» STATED GOAL
Locate the line containing "Where can the yellow helmet" in the material below; repeat it and every line after it, exactly as written.

» DATA LISTING
------------

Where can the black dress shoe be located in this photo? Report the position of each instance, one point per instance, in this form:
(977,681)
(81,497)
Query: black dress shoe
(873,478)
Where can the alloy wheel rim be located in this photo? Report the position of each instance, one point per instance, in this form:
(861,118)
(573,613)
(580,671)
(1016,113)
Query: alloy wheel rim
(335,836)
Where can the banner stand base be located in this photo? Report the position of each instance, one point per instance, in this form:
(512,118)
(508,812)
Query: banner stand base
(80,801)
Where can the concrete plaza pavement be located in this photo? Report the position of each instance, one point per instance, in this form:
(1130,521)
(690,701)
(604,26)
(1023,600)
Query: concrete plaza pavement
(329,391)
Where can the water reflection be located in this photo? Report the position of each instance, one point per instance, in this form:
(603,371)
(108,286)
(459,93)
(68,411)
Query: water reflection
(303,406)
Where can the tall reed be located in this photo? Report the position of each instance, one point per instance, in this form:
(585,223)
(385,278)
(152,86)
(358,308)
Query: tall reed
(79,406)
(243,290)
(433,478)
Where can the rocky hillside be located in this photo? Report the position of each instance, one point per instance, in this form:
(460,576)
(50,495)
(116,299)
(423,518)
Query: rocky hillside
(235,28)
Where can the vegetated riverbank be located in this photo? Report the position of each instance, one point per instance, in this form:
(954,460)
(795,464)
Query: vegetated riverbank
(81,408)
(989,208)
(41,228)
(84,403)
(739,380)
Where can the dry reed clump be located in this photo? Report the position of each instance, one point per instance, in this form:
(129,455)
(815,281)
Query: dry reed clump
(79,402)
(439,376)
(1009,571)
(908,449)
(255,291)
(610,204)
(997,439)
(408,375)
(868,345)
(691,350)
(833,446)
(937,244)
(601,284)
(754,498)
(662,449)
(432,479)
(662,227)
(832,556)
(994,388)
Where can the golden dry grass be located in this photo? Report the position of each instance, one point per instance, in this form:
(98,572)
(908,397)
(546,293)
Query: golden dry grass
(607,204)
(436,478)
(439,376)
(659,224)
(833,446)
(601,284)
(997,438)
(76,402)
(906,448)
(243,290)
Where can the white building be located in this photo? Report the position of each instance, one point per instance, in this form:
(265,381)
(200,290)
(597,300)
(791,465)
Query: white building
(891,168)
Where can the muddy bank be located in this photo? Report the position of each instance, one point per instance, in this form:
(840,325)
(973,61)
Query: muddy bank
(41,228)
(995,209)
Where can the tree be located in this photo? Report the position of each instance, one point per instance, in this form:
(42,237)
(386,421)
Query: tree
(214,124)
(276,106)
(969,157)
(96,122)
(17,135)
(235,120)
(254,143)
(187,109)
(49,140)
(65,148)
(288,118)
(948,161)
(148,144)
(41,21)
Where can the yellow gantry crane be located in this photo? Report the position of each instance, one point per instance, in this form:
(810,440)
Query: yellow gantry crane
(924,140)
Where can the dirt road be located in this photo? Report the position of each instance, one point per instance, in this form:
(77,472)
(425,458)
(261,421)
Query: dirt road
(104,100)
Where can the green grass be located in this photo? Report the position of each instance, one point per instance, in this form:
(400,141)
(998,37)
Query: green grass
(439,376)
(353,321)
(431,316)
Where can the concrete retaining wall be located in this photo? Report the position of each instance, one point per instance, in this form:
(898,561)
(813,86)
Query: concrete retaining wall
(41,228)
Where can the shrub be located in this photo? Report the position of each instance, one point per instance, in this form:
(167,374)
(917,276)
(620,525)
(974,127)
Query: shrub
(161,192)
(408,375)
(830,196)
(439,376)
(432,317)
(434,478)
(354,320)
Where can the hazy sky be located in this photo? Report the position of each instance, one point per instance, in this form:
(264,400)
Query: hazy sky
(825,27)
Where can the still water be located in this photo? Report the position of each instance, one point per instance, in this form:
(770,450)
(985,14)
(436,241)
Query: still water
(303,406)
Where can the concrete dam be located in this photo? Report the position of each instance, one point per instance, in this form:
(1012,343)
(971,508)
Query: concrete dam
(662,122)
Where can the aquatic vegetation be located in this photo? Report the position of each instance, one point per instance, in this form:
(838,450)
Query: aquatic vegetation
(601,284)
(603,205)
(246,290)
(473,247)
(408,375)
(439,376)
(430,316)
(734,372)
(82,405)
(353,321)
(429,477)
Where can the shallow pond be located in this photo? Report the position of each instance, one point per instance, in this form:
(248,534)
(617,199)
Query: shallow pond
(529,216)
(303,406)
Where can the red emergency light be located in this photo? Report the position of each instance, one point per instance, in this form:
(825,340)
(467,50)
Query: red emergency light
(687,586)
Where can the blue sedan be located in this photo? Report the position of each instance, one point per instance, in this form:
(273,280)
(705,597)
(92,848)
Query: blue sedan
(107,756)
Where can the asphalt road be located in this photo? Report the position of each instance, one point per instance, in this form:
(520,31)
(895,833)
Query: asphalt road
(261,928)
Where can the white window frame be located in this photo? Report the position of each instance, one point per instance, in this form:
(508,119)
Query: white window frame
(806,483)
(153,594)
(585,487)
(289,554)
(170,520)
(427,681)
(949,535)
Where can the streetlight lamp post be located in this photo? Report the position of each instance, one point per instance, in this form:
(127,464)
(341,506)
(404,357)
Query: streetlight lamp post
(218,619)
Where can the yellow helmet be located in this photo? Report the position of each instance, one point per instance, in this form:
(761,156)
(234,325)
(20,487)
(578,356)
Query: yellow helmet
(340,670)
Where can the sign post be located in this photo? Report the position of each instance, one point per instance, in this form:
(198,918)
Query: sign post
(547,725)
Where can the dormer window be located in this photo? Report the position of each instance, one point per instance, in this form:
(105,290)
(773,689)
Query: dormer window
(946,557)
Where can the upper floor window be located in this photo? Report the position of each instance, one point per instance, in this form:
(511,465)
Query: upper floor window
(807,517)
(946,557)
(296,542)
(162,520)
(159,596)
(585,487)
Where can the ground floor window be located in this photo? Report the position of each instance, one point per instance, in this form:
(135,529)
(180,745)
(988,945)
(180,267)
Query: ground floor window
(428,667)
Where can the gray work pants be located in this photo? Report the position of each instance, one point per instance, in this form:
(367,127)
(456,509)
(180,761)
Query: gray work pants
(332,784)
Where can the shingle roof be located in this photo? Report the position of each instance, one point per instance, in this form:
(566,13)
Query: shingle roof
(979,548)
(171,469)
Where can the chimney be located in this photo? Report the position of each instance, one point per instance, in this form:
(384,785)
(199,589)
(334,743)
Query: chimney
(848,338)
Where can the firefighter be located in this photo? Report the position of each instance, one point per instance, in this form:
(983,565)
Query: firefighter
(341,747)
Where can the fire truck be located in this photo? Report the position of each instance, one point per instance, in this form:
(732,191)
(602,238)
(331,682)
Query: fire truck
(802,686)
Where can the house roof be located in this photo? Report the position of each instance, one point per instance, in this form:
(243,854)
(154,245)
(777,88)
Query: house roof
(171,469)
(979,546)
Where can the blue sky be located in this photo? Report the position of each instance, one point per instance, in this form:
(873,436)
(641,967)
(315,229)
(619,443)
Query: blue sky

------------

» RESULT FOR THIS TASK
Where can the yellow helmet be located in this photo? Report the position of each instance, one point per instance, in this form:
(761,156)
(234,325)
(20,487)
(578,356)
Query: yellow helmet
(340,670)
Where can the sign post be located in this photo? Report the position of each instance, one point per instance, in this form:
(198,918)
Query: sign post
(547,725)
Where can the dormer window be located in this photo? Report the position of each instance, one point per instance, in this form:
(105,290)
(773,689)
Query: dormer window
(946,557)
Where can the upper floor window be located in this photo? Report the position of each instance, one point per instance, in this form:
(511,465)
Query: upper floor window
(807,517)
(946,557)
(296,542)
(162,520)
(159,596)
(585,487)
Where can the ground floor window be located in this photo? Report the position of each instance, one point per instance, in this form:
(135,529)
(180,745)
(988,945)
(180,267)
Query: ground floor window
(428,667)
Where can the gray work pants be located in this photo? Report the position of each instance, one point per instance, in this form:
(367,127)
(456,509)
(180,761)
Query: gray work pants
(332,784)
Where can the shingle roof be located in this photo? Report the position of each instance, one point per instance, in this form:
(566,13)
Query: shingle roof
(979,548)
(171,469)
Where can the chimney be located in this photo? Report the position of each instance, one point per instance, in this form:
(384,785)
(199,589)
(334,743)
Query: chimney
(848,338)
Where can the firefighter be located in this photo? Report the position of each instance, one point per instance, in this form:
(983,565)
Query: firefighter
(341,747)
Where can the fire truck be located in this photo? Report the position of each instance, one point per instance, in this form:
(732,191)
(602,238)
(331,682)
Query: fire truck
(802,686)
Where can the house roof be located in this photo? Report the position of each instance, one point per instance, in this form:
(243,854)
(154,245)
(777,88)
Query: house roof
(171,469)
(979,546)
Where can the blue sky be located in this photo? Report the position of each instance, one point per instance, in this form:
(873,436)
(641,967)
(315,229)
(619,443)
Query: blue sky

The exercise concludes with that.